Stored data entries
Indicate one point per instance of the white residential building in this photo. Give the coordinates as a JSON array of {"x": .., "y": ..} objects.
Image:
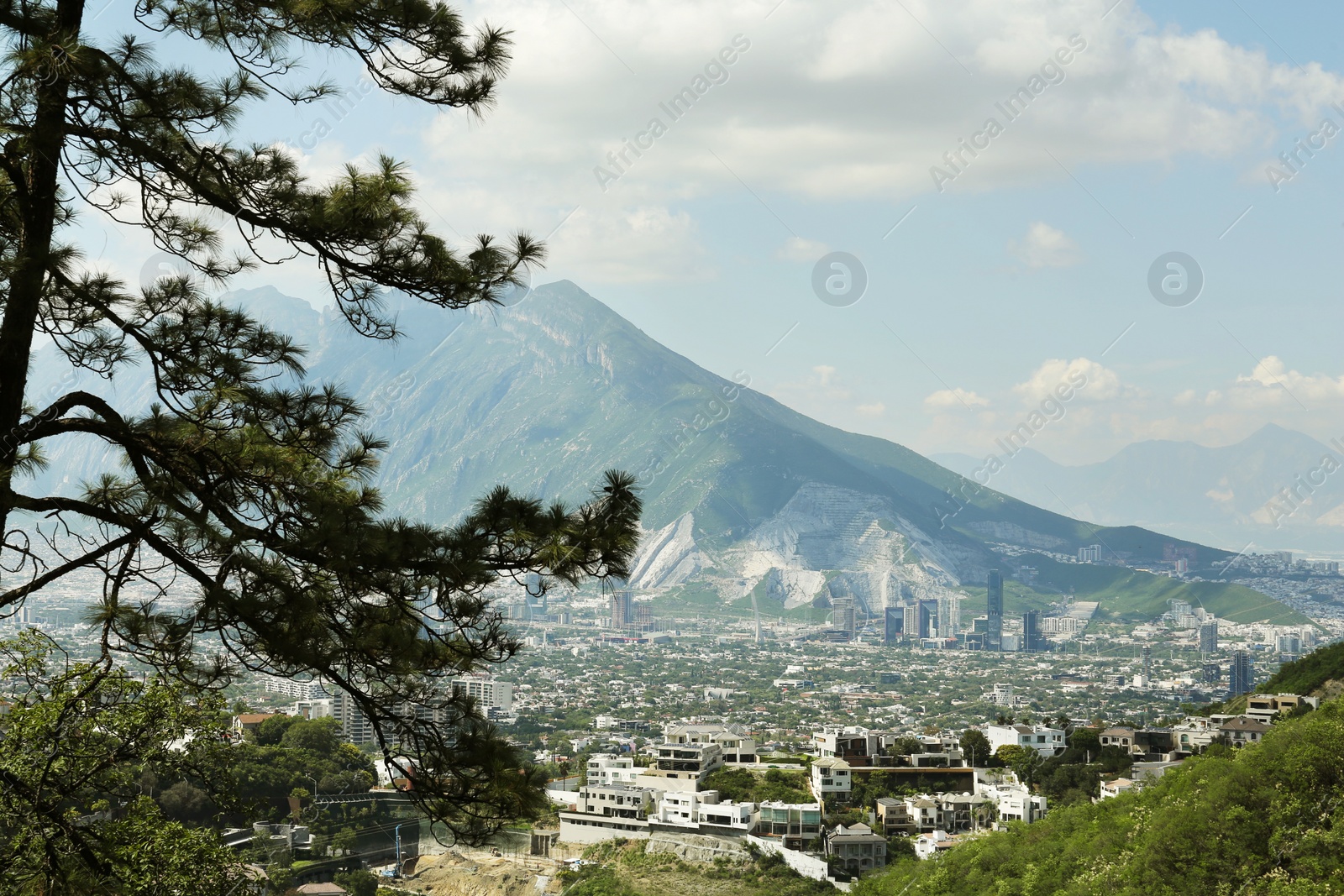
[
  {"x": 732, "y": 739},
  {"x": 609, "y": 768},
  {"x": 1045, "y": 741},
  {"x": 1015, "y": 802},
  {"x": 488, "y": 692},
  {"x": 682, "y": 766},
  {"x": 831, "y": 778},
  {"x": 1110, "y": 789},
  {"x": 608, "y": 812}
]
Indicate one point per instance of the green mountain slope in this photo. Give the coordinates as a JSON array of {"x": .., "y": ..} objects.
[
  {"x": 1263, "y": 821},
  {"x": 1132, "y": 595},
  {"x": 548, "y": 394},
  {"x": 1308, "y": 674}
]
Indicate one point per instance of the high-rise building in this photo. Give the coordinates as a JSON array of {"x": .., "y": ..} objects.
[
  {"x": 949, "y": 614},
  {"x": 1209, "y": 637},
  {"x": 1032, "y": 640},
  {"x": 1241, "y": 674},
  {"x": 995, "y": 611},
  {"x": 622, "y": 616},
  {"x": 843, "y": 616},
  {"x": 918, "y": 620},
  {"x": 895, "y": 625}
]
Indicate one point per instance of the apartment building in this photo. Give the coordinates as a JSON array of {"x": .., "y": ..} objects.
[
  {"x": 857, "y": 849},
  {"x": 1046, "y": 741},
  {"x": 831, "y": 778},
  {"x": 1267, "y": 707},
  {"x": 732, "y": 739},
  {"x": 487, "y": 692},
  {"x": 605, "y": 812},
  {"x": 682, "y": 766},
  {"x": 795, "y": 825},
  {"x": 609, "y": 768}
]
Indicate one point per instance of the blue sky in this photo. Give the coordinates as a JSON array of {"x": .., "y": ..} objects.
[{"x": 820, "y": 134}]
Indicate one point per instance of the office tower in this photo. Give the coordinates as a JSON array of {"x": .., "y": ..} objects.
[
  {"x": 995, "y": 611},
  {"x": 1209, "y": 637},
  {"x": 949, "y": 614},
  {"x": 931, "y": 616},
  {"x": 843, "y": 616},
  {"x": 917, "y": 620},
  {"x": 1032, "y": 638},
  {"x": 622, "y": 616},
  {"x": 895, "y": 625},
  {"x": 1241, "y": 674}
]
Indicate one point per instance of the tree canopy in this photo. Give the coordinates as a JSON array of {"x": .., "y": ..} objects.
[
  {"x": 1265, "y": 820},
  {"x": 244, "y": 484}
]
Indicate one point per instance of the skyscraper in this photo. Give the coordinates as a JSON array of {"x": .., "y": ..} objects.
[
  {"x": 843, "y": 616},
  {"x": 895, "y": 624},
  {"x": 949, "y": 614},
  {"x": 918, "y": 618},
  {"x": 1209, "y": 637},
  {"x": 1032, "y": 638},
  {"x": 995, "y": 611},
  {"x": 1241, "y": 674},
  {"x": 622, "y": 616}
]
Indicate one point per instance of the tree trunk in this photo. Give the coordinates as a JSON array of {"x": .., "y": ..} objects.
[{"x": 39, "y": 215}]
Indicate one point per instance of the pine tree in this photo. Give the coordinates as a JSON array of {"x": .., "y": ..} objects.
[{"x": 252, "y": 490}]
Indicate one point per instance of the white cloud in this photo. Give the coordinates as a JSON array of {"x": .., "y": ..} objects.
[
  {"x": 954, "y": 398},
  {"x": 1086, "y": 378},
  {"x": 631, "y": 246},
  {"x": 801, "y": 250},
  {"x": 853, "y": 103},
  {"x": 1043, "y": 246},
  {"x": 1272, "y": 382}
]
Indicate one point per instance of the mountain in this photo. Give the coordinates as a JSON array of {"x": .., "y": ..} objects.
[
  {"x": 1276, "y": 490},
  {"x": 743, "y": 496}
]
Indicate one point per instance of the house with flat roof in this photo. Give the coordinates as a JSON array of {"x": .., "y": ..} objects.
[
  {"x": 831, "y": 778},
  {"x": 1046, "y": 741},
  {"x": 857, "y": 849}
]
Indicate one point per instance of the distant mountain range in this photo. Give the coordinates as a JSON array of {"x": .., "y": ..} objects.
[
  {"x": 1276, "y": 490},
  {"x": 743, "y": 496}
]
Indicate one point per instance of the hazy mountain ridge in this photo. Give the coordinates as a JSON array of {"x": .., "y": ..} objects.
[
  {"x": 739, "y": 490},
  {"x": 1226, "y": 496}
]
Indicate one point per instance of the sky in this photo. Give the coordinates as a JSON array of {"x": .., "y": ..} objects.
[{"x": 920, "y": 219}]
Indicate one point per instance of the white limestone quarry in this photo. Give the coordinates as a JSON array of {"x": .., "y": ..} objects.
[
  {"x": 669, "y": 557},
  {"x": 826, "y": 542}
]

Directions => Extract the entries in full, exactly as they are, minus the pictures.

Completed exercise =>
Indicate one point per instance of the white residential building in this photo. Give the coordinates as a JSON array of {"x": .., "y": ..} objects.
Image:
[
  {"x": 732, "y": 739},
  {"x": 609, "y": 768},
  {"x": 1045, "y": 741},
  {"x": 1015, "y": 802},
  {"x": 488, "y": 692},
  {"x": 682, "y": 766},
  {"x": 831, "y": 778},
  {"x": 1110, "y": 789},
  {"x": 608, "y": 812}
]
Indicate one point per instance of the green mountain slope in this photo. Give the coordinates as a JSON array of {"x": .., "y": ..} objects.
[
  {"x": 1263, "y": 821},
  {"x": 1132, "y": 595},
  {"x": 548, "y": 394},
  {"x": 1308, "y": 674}
]
Indicate one point per instance of the high-rise building in this photo. Give the coordinates as a JSON array of {"x": .., "y": ..} objects.
[
  {"x": 949, "y": 614},
  {"x": 1209, "y": 637},
  {"x": 1032, "y": 640},
  {"x": 1241, "y": 674},
  {"x": 995, "y": 611},
  {"x": 622, "y": 616},
  {"x": 843, "y": 616},
  {"x": 918, "y": 620},
  {"x": 895, "y": 625}
]
Indicate one point per instance of the apartment building in this photo. Give the coordinates as a JSON array of {"x": .., "y": ..} objects.
[
  {"x": 857, "y": 849},
  {"x": 1046, "y": 741},
  {"x": 831, "y": 778},
  {"x": 1267, "y": 707},
  {"x": 732, "y": 739},
  {"x": 487, "y": 692},
  {"x": 605, "y": 812},
  {"x": 682, "y": 766},
  {"x": 795, "y": 825},
  {"x": 609, "y": 768}
]
Indicate one point per instance of the blue sky in this photo. Give the coordinates as a JSON array of {"x": .., "y": ..} objects.
[{"x": 820, "y": 134}]
Indicate one point per instance of the office tower in this photo. Give the coordinates as a JSON array of {"x": .., "y": ..} objects.
[
  {"x": 995, "y": 611},
  {"x": 1209, "y": 637},
  {"x": 949, "y": 614},
  {"x": 931, "y": 616},
  {"x": 843, "y": 616},
  {"x": 917, "y": 620},
  {"x": 1032, "y": 638},
  {"x": 622, "y": 616},
  {"x": 895, "y": 625},
  {"x": 1241, "y": 674}
]
Indicate one point per instance of the tree canopy in this photo. Give the coordinates as a JSON array of {"x": .., "y": ..} objects.
[
  {"x": 1265, "y": 820},
  {"x": 244, "y": 484}
]
Indicate one point per instance of the skyscraper in this photo. Give the coordinates as a JSON array of {"x": .., "y": ..} objects.
[
  {"x": 843, "y": 616},
  {"x": 895, "y": 624},
  {"x": 949, "y": 614},
  {"x": 918, "y": 618},
  {"x": 1209, "y": 637},
  {"x": 1032, "y": 638},
  {"x": 995, "y": 611},
  {"x": 1241, "y": 674},
  {"x": 622, "y": 616}
]
Indicate one point per instance of the tree trunk in this photo. Give the coordinates as a JSON array of {"x": .., "y": ..} objects.
[{"x": 39, "y": 215}]
Indicate one point per instance of the pine tree in this photo. Give the coordinates as a JSON array of {"x": .., "y": ..} objects.
[{"x": 252, "y": 490}]
Indicate one point per instance of the white cloud in this photo. Give the coordinates as a JSON array of {"x": .., "y": ..} objects.
[
  {"x": 954, "y": 398},
  {"x": 1086, "y": 378},
  {"x": 631, "y": 246},
  {"x": 801, "y": 250},
  {"x": 853, "y": 103},
  {"x": 1043, "y": 246},
  {"x": 1272, "y": 382}
]
Indicate one point per instance of the mountain in this photo. Give the coordinates as a JSON array of {"x": .., "y": ..} objects.
[
  {"x": 1276, "y": 490},
  {"x": 743, "y": 496}
]
Indicate one point per instance of the house with flat roof in this photo. Give the coordinates as a JSON array of {"x": .., "y": ..} objects.
[
  {"x": 831, "y": 778},
  {"x": 1046, "y": 741},
  {"x": 857, "y": 849}
]
Indicate one point per instance of the distant mountain range in this photo. Give the coordinates as a JSON array of {"x": .., "y": ..} objects.
[
  {"x": 1276, "y": 490},
  {"x": 743, "y": 496}
]
Indicate one point per instance of the hazy mountain ridge in this photo. Give the coordinates as a JSON array of {"x": .., "y": ..} objects.
[
  {"x": 739, "y": 490},
  {"x": 1226, "y": 496}
]
Indicate one point per instance of the sky in this photo. Give the coordinates as a JSON array of {"x": .., "y": ..} objects.
[{"x": 920, "y": 219}]
Indicate one point per instance of the white limestone quarry in this photo. Give the coordinates as a JSON array of {"x": .., "y": ..} objects.
[
  {"x": 669, "y": 557},
  {"x": 826, "y": 542}
]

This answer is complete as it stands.